_Problem requirements_. Gather every line in the items below that contains the string "tape", and copy each one in full. Case counts.

#### Data rows ####

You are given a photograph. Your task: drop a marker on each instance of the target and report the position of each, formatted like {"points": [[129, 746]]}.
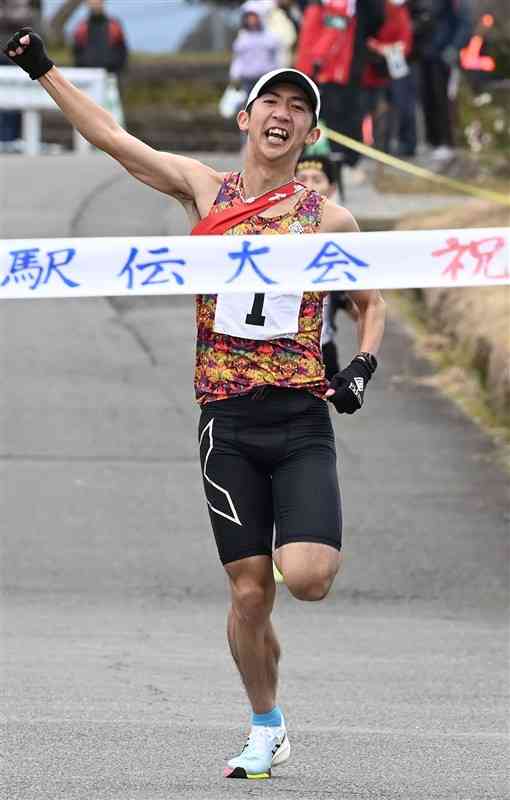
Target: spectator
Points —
{"points": [[280, 21], [390, 94], [99, 41], [255, 50], [438, 56], [317, 174], [14, 14], [332, 49]]}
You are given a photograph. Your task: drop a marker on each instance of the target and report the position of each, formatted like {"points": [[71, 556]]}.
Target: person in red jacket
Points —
{"points": [[99, 41], [332, 50], [389, 85]]}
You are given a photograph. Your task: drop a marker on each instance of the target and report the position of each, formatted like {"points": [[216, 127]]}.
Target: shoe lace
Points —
{"points": [[260, 738]]}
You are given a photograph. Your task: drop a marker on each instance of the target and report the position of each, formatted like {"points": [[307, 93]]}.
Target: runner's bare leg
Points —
{"points": [[252, 640]]}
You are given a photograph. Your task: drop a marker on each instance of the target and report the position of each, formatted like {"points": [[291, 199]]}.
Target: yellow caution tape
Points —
{"points": [[412, 169]]}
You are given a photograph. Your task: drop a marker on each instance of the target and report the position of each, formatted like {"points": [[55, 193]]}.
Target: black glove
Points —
{"points": [[34, 59], [349, 384]]}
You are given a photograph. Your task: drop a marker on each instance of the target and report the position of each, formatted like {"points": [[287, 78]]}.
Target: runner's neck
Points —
{"points": [[252, 186]]}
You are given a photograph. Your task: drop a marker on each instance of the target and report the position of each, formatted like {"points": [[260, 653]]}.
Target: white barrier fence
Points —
{"points": [[32, 268], [19, 92]]}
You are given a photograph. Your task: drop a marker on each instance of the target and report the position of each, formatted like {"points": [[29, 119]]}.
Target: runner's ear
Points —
{"points": [[313, 136], [243, 120]]}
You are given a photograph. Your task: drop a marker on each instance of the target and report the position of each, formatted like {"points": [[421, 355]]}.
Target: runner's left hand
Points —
{"points": [[347, 388]]}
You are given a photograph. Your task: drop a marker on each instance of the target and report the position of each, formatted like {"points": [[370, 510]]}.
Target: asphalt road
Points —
{"points": [[117, 682]]}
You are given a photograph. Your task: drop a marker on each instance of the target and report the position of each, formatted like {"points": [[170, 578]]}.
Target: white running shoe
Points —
{"points": [[265, 747]]}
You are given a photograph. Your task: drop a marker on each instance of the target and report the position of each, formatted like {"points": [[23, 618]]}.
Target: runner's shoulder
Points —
{"points": [[337, 219]]}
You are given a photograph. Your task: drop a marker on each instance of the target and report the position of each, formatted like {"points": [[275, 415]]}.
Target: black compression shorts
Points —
{"points": [[269, 462]]}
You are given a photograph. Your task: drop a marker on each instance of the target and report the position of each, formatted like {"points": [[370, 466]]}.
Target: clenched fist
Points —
{"points": [[27, 50]]}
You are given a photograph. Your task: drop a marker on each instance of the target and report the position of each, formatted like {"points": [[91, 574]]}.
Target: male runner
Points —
{"points": [[266, 441]]}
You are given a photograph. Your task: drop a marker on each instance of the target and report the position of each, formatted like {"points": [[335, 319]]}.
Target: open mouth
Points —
{"points": [[277, 135]]}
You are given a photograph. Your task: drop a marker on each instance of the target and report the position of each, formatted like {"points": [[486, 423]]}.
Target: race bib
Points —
{"points": [[258, 316]]}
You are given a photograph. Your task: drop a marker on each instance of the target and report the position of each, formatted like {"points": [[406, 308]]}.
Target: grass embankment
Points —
{"points": [[465, 332]]}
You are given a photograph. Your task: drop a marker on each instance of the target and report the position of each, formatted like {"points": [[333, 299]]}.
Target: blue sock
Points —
{"points": [[273, 719]]}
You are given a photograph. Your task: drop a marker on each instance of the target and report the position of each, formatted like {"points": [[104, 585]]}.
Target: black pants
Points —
{"points": [[342, 112], [269, 462], [436, 105]]}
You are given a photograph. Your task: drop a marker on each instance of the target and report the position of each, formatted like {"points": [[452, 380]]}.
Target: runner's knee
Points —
{"points": [[310, 583], [309, 587], [252, 602]]}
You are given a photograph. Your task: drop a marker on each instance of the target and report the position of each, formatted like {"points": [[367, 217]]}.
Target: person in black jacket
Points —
{"points": [[443, 28], [99, 41]]}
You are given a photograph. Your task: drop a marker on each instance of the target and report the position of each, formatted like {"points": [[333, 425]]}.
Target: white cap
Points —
{"points": [[287, 76]]}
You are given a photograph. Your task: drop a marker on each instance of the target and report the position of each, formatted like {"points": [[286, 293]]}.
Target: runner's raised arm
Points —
{"points": [[186, 179]]}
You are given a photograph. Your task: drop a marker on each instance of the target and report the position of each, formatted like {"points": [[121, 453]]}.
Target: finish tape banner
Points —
{"points": [[53, 268]]}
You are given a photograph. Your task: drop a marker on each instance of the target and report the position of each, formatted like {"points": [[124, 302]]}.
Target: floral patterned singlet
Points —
{"points": [[285, 350]]}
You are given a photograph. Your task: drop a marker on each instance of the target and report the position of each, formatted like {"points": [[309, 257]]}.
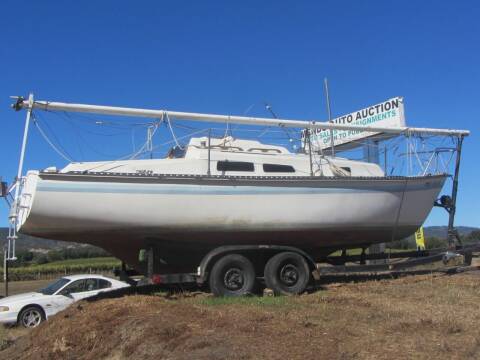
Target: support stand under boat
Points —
{"points": [[449, 203]]}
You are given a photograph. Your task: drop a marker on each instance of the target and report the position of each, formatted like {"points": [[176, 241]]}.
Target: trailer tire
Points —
{"points": [[287, 273], [232, 275]]}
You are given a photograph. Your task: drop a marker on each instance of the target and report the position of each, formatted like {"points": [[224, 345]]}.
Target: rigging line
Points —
{"points": [[180, 138], [45, 137], [69, 121], [149, 137], [171, 130], [95, 118], [59, 144]]}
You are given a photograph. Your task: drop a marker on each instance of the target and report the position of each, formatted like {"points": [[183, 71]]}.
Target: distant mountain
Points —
{"points": [[26, 242]]}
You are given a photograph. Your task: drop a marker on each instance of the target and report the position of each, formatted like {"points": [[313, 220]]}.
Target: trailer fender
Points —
{"points": [[269, 250]]}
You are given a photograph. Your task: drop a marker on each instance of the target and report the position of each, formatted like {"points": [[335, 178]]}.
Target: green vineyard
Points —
{"points": [[64, 267]]}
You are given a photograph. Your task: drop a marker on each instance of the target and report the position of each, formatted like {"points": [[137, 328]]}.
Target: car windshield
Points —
{"points": [[53, 287]]}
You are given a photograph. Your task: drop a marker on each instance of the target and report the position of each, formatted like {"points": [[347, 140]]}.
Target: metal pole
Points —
{"points": [[302, 124], [24, 145], [332, 142], [5, 272], [452, 233], [209, 136], [310, 151]]}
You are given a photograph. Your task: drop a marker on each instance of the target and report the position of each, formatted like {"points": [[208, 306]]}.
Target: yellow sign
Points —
{"points": [[420, 239]]}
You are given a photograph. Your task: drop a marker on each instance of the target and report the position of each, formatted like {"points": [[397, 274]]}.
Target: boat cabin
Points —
{"points": [[233, 157]]}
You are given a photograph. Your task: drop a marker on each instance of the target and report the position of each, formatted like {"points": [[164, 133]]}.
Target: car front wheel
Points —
{"points": [[31, 317]]}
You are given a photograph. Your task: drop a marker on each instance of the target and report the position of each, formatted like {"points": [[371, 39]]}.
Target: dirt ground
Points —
{"points": [[416, 317]]}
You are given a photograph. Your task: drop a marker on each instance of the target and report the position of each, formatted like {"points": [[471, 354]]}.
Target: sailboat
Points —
{"points": [[222, 191]]}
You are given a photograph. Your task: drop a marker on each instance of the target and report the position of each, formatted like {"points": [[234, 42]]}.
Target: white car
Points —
{"points": [[30, 309]]}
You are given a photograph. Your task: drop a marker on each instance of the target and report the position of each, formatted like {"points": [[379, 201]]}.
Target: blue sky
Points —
{"points": [[221, 57]]}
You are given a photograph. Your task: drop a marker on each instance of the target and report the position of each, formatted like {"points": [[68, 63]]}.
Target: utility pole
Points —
{"points": [[329, 113]]}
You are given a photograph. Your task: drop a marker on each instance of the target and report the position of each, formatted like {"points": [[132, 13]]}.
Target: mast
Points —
{"points": [[289, 123]]}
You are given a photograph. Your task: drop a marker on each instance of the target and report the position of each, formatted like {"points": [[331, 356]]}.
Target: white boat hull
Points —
{"points": [[185, 216]]}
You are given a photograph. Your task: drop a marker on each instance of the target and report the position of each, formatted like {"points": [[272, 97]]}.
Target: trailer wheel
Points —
{"points": [[232, 275], [287, 273]]}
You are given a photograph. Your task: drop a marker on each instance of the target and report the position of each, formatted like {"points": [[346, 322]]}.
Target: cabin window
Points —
{"points": [[277, 168], [235, 166]]}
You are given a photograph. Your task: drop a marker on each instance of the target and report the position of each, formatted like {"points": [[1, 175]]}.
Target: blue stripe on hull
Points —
{"points": [[111, 188]]}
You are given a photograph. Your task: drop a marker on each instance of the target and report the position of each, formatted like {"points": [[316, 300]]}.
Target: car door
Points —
{"points": [[63, 298], [91, 289]]}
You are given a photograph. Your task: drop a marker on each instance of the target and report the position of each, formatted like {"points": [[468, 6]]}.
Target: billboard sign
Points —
{"points": [[389, 113]]}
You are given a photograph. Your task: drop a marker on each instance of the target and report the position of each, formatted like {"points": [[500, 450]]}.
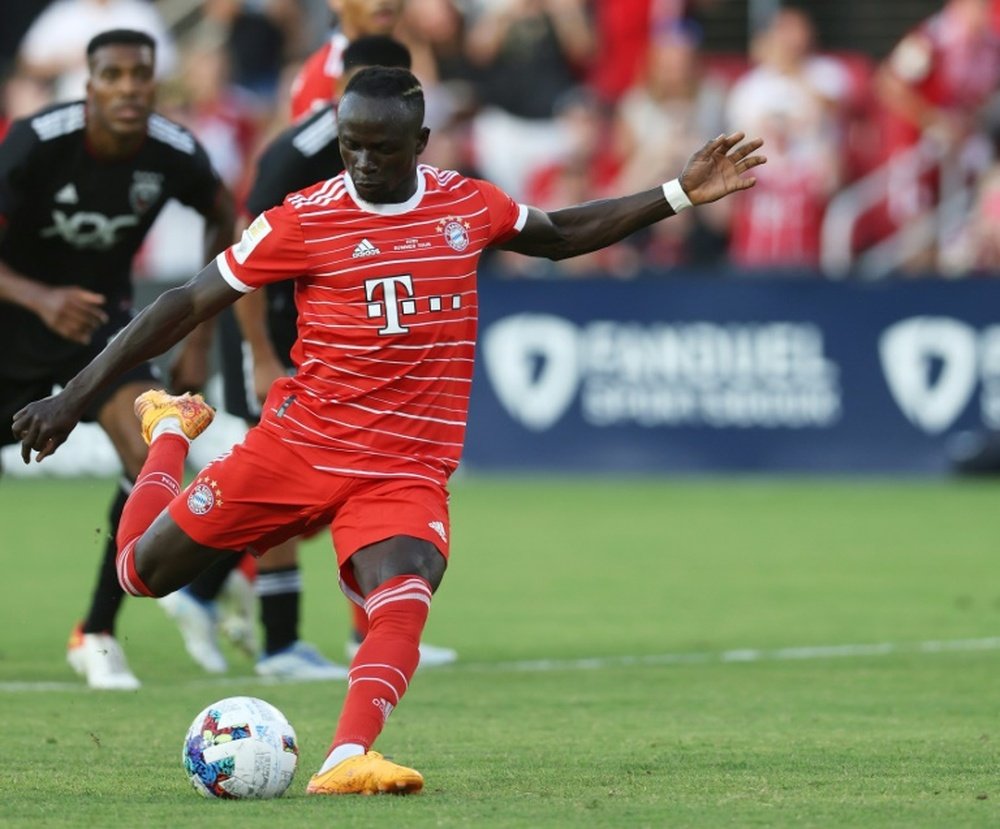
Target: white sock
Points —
{"points": [[342, 752], [170, 425]]}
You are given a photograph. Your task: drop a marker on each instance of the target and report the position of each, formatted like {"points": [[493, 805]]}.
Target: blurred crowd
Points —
{"points": [[560, 101]]}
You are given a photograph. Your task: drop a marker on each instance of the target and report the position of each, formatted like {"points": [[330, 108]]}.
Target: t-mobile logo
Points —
{"points": [[393, 304], [392, 297]]}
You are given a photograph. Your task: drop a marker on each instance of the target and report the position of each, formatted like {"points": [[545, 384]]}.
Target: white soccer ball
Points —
{"points": [[241, 747]]}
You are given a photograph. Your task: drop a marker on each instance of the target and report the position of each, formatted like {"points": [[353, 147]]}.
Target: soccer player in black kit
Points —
{"points": [[255, 353], [80, 186]]}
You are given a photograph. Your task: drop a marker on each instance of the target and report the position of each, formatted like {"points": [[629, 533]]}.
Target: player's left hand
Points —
{"points": [[718, 168], [44, 425]]}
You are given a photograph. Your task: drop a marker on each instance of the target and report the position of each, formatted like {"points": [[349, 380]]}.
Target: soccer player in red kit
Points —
{"points": [[365, 435]]}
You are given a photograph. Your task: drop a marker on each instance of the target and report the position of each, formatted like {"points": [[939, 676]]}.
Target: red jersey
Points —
{"points": [[386, 299], [315, 82]]}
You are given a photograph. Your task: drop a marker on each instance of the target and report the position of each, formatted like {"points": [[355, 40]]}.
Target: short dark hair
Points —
{"points": [[119, 37], [389, 83], [376, 50]]}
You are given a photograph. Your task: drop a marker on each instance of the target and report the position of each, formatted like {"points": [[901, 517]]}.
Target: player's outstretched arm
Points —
{"points": [[45, 424], [716, 170]]}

####

_Solution to this problem_.
Target: yellow caution tape
Target: finish tape banner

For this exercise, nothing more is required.